## Written task:
Extract the stretch from the line containing "Drop one marker on each instance of the rocky slope" through the line containing "[[137, 62]]", and repeat those lines exactly, with nothing else.

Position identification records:
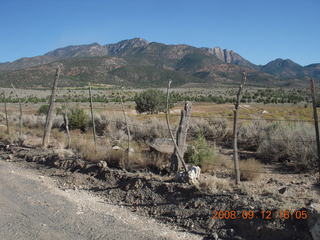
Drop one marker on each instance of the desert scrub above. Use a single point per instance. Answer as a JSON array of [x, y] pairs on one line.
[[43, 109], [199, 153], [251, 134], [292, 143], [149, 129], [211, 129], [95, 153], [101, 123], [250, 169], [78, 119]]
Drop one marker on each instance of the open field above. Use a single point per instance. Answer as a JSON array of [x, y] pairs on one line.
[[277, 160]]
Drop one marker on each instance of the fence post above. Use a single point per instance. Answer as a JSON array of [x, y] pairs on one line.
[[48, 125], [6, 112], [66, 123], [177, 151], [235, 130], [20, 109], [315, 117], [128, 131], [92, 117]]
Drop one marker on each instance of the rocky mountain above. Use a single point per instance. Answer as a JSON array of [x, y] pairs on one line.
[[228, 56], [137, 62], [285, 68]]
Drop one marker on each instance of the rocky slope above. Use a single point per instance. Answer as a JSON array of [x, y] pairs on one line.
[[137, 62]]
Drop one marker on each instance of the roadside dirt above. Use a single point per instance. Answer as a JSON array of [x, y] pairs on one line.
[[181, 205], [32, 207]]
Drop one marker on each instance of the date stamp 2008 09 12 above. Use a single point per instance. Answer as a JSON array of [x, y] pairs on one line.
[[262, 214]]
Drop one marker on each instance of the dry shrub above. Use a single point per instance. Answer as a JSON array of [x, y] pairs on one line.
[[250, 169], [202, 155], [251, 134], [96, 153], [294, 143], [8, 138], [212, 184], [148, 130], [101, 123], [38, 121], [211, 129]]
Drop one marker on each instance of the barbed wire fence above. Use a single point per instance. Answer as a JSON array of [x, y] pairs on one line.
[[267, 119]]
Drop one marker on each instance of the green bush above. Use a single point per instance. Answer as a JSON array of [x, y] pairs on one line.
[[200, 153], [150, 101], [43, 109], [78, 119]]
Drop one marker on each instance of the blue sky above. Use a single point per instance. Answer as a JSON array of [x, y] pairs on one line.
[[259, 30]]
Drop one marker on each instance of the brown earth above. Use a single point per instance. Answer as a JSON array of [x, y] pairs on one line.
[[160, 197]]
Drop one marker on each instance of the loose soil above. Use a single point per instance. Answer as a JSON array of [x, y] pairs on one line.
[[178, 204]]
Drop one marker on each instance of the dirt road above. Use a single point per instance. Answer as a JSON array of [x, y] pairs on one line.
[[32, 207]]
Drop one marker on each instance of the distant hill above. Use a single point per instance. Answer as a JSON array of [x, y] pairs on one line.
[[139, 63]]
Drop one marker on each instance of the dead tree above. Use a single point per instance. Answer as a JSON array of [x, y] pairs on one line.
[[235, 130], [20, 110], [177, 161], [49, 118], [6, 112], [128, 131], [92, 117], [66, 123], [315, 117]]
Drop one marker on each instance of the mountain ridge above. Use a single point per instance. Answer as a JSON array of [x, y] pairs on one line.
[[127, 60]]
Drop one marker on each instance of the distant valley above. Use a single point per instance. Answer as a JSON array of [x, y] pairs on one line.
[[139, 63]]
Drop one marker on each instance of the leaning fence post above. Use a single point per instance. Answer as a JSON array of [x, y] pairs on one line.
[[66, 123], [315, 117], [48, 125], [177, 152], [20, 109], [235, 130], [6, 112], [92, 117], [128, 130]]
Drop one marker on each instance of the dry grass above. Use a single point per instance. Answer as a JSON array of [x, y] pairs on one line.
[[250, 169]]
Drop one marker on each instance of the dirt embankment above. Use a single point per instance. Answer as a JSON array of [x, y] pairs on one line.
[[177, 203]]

* * *

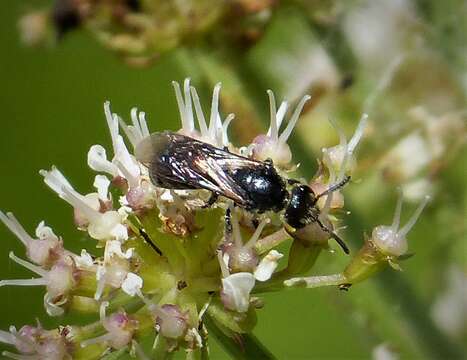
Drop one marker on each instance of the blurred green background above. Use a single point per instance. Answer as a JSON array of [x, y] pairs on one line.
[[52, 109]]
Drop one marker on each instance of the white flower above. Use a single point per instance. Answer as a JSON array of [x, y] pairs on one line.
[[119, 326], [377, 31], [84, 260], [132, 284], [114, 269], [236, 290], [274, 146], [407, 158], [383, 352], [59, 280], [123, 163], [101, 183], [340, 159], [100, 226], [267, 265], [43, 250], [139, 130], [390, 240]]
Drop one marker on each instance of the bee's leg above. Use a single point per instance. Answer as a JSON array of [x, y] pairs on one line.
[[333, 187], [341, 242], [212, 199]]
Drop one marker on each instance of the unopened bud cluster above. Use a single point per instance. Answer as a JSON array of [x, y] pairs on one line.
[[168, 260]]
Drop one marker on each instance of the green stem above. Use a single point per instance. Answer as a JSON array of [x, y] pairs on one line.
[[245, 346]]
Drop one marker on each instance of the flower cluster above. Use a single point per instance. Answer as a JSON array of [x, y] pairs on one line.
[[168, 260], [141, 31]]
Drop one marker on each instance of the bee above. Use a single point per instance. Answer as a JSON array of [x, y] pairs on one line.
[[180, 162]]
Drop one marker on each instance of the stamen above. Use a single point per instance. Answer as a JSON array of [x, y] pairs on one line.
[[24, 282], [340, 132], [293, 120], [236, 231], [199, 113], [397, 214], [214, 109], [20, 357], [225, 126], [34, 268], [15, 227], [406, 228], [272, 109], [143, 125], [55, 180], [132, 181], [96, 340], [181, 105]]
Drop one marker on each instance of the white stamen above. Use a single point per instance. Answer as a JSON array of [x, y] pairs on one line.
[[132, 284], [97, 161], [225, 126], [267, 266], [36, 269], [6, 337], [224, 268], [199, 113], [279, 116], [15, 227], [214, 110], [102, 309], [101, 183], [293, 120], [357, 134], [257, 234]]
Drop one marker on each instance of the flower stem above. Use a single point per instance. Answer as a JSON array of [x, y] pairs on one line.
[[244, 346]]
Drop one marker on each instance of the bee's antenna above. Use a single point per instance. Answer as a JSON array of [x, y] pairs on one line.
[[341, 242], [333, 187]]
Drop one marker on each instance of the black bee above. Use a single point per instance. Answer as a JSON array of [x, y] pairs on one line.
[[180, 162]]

## The result:
Drop one marker on each instance of the rocky slope above. Use a single point per instance. Answer as a JSON array of [x, y] pairs on one line.
[[137, 62]]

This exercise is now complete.